Data items
....
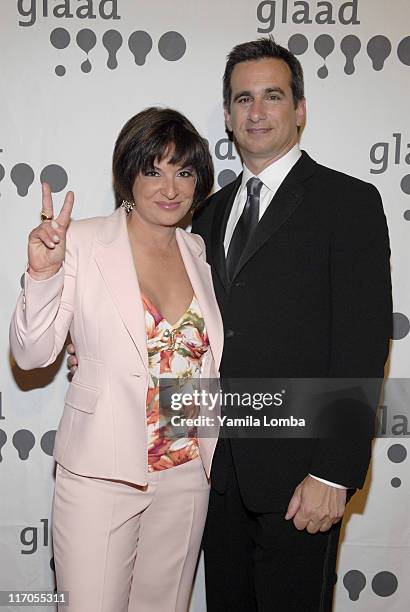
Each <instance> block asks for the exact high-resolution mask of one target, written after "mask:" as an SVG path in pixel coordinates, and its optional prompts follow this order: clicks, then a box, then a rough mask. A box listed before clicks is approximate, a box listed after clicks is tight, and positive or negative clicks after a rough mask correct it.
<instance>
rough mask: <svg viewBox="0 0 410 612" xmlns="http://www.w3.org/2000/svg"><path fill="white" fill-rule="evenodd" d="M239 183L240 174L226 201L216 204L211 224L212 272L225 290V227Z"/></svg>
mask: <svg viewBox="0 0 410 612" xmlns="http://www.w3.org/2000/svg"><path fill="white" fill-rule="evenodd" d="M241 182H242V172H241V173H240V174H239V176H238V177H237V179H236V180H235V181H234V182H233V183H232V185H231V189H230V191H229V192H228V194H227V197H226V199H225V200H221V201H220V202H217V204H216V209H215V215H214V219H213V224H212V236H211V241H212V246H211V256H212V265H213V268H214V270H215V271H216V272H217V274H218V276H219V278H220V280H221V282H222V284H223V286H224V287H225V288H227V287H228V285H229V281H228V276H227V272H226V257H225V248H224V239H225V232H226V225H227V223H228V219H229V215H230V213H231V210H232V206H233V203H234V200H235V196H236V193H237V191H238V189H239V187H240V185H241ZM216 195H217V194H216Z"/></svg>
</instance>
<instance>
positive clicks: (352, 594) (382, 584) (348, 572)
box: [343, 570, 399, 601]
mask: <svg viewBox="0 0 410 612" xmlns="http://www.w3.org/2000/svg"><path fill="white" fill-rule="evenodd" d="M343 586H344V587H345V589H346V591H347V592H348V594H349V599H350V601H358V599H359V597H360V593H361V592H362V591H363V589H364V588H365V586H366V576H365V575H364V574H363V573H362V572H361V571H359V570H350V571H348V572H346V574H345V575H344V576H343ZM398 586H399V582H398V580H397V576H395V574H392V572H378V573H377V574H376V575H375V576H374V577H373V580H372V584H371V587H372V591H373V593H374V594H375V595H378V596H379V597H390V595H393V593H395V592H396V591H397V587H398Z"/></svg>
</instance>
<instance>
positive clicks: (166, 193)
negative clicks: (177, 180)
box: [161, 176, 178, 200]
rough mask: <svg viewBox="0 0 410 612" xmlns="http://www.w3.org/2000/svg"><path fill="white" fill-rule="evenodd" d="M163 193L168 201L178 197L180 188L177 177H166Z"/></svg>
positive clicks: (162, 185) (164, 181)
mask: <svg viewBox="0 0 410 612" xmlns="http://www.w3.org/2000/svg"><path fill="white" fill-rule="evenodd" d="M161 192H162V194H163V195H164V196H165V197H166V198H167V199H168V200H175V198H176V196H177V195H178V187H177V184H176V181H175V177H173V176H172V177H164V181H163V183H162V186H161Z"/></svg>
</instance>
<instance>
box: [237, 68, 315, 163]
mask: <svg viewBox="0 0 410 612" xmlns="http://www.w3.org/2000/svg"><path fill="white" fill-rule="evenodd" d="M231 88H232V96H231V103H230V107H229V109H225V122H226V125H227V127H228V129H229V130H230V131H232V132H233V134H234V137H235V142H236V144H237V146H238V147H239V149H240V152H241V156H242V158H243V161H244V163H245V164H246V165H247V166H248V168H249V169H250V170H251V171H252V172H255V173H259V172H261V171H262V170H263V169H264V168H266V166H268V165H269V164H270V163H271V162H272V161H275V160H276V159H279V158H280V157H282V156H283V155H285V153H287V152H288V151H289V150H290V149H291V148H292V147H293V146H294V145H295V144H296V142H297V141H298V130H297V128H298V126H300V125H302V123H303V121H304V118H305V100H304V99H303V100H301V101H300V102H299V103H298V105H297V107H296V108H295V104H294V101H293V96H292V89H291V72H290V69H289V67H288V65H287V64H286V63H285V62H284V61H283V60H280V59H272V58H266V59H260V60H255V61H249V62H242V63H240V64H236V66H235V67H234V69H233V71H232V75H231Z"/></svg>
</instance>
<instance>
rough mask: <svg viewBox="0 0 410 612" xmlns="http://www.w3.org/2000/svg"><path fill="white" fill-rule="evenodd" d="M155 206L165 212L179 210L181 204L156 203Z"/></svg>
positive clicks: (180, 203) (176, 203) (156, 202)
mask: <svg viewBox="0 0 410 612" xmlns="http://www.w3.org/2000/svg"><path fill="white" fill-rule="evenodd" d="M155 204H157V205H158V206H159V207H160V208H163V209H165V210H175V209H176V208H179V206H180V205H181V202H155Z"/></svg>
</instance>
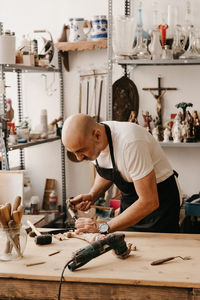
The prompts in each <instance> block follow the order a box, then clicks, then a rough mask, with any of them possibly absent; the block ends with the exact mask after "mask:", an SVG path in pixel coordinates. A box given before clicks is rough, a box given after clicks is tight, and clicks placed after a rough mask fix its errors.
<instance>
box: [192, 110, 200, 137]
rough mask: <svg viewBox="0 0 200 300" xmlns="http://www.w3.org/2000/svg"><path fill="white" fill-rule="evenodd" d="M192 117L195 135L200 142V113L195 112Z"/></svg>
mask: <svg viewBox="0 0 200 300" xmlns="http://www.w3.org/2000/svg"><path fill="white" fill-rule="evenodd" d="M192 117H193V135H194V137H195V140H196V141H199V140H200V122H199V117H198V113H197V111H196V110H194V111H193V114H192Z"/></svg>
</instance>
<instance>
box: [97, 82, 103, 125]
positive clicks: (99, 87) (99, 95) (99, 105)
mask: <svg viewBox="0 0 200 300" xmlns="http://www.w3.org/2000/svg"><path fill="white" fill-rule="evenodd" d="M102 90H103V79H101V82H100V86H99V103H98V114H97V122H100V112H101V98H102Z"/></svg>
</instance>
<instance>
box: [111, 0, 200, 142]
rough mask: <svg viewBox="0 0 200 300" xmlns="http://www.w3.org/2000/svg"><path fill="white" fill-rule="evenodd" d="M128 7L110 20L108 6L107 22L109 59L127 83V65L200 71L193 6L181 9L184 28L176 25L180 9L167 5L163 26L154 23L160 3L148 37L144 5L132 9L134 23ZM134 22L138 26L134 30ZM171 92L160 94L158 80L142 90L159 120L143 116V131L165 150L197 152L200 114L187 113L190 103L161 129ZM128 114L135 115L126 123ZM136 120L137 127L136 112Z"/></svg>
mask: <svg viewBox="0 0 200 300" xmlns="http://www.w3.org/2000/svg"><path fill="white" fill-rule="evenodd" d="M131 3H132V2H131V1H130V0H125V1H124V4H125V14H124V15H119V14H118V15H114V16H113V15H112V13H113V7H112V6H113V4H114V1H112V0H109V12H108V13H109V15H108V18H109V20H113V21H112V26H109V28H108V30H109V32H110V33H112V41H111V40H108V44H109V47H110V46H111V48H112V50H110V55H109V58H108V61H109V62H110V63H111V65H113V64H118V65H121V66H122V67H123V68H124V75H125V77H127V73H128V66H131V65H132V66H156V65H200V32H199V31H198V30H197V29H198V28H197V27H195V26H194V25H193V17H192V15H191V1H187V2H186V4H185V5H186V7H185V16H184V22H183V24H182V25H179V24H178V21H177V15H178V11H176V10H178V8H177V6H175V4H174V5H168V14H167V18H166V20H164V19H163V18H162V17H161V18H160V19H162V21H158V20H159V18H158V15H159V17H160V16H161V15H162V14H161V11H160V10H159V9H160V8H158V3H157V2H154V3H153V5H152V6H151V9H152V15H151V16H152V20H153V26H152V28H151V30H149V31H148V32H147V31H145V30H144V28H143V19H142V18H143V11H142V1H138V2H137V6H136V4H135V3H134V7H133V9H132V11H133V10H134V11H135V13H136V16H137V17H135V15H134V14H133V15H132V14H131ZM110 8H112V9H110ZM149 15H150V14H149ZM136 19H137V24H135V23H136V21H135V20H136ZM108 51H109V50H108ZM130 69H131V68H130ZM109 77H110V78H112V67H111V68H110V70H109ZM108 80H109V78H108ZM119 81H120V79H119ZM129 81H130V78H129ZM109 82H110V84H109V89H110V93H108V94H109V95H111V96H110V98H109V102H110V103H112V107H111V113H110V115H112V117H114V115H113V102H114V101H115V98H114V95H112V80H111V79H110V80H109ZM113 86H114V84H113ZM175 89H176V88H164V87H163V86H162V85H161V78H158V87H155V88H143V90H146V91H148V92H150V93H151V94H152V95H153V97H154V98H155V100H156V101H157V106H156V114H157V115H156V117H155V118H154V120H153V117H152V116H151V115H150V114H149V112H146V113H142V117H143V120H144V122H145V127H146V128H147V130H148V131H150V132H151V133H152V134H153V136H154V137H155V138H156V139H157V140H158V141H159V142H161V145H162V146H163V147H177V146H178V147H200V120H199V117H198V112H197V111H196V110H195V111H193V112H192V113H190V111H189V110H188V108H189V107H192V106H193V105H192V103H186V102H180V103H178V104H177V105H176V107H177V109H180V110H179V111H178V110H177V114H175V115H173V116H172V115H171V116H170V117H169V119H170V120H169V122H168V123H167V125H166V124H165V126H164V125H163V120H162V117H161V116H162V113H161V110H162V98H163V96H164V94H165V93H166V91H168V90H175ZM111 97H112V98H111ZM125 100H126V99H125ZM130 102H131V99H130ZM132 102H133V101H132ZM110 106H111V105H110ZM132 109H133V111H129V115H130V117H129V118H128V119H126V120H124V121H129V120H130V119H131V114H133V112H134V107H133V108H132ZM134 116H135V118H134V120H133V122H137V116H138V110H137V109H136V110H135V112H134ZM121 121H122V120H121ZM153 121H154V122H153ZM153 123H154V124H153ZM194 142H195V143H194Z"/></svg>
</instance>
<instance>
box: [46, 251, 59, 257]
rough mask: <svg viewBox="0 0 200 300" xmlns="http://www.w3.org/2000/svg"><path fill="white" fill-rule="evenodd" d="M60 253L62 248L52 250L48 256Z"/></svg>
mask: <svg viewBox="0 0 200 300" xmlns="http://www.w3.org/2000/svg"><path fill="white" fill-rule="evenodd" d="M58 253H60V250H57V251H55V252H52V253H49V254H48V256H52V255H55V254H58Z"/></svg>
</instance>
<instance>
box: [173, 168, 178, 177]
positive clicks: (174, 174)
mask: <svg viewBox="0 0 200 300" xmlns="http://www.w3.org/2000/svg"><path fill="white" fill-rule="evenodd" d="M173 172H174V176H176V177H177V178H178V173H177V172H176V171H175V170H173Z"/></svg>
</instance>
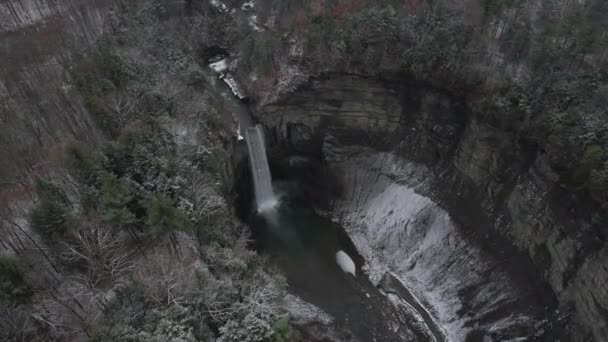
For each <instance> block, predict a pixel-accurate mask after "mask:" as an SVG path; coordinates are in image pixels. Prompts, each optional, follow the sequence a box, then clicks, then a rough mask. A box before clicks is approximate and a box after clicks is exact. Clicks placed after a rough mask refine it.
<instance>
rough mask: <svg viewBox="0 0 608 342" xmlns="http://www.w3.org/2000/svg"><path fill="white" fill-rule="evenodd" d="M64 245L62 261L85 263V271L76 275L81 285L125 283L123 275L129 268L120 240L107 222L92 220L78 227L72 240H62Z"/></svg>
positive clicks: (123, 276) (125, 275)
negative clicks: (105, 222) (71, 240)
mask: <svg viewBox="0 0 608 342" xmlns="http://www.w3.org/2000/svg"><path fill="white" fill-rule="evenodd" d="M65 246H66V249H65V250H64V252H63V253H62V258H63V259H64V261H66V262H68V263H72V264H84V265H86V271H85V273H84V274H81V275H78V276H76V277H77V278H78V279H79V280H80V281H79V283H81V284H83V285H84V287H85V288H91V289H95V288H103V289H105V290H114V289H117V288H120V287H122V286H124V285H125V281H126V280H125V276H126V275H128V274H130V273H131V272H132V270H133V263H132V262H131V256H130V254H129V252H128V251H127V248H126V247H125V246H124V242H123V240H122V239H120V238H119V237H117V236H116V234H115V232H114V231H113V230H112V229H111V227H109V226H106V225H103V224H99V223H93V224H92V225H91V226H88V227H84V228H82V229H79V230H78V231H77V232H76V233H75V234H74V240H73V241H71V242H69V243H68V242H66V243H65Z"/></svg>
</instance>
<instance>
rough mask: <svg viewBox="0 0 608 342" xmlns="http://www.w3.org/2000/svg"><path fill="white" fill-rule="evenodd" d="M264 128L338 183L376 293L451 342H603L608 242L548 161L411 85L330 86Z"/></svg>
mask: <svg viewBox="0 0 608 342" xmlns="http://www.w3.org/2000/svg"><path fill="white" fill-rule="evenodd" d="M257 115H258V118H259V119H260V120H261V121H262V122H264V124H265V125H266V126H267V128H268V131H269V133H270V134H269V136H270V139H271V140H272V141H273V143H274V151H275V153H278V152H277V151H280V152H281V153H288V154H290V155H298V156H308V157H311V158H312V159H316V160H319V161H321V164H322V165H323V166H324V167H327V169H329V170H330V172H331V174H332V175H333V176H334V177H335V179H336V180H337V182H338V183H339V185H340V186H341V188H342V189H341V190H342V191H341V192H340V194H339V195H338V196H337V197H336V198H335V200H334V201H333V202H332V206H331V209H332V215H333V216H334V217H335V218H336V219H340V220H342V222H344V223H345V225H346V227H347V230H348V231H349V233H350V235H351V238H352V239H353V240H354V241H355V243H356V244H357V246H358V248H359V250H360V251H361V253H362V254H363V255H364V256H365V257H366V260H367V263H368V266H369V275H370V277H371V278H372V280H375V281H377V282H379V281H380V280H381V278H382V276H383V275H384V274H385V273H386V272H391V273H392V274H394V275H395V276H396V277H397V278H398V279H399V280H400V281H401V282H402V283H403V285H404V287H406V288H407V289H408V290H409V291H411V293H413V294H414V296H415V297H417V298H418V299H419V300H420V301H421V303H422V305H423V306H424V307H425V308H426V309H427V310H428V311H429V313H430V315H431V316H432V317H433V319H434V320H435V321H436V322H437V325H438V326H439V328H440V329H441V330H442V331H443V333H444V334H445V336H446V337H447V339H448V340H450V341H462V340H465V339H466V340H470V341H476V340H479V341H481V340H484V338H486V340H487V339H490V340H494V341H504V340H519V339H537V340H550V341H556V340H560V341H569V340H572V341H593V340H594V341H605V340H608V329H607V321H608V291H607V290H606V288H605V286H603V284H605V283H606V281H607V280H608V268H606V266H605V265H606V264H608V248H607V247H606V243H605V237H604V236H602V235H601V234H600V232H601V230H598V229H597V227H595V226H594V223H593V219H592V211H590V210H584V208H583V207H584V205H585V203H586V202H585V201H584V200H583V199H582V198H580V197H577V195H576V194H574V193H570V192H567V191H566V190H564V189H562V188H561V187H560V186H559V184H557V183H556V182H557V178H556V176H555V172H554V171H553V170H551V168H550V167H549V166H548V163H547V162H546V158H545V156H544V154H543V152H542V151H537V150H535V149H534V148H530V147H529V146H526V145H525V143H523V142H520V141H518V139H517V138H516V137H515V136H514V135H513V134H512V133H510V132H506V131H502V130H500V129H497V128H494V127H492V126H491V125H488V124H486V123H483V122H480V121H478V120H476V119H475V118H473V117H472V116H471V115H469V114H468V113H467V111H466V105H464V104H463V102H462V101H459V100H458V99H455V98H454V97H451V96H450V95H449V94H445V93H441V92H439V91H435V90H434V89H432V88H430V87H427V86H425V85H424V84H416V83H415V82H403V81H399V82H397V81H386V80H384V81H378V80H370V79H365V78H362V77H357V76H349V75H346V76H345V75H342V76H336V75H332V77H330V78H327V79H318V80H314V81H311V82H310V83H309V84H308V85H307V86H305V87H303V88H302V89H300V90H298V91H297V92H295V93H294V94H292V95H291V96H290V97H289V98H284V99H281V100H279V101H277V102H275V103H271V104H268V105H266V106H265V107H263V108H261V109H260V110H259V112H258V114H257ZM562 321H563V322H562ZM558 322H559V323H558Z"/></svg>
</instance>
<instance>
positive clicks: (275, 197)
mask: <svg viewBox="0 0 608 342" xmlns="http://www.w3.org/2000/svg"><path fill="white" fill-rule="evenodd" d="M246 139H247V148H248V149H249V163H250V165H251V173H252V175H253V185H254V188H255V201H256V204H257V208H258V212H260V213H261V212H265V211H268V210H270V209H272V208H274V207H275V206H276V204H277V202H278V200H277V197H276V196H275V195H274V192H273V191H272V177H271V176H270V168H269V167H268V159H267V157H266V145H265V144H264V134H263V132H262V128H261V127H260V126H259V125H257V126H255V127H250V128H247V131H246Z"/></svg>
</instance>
....
**Aim of the task:** How many lines in the records above contain the word "order"? Reply with the number alone.

**Your solution:** 2